*** Opening Working data ***

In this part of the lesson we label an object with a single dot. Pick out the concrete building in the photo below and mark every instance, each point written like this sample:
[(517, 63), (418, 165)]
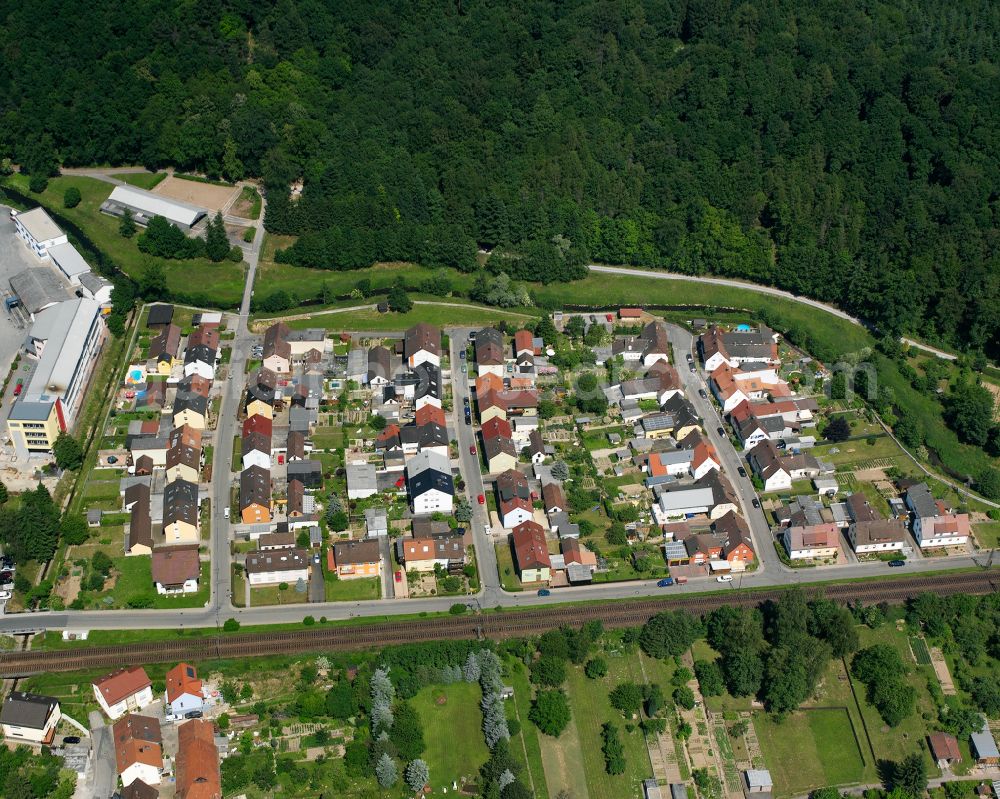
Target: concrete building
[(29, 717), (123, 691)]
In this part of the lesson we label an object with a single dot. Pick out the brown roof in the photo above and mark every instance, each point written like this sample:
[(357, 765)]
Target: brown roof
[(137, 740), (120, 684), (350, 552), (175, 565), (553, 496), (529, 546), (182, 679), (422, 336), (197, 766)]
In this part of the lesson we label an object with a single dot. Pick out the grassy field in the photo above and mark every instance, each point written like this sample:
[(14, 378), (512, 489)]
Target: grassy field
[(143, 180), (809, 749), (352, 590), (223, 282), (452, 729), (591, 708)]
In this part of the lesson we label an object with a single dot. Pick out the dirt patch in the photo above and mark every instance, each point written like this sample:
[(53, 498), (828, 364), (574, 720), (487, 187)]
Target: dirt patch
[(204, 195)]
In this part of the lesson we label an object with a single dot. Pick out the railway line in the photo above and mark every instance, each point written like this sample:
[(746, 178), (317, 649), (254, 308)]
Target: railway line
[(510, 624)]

*** Closing Working data ***
*** Opening Working data ***

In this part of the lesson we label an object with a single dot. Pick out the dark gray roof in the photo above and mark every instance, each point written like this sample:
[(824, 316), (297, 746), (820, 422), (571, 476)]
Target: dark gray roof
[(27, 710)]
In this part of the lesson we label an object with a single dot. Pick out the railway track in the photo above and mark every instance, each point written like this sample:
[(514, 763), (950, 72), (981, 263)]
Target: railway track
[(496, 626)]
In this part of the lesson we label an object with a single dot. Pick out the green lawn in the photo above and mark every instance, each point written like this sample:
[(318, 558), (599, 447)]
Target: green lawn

*** Closing Working data ***

All lines with the word "lawn" are needed; pull them from the entries and copy each.

In this part of the lesson we label an object with a single dot. Pick out the green lawn in the photo above and mark every instance, each point written like this sample:
Target: green lawn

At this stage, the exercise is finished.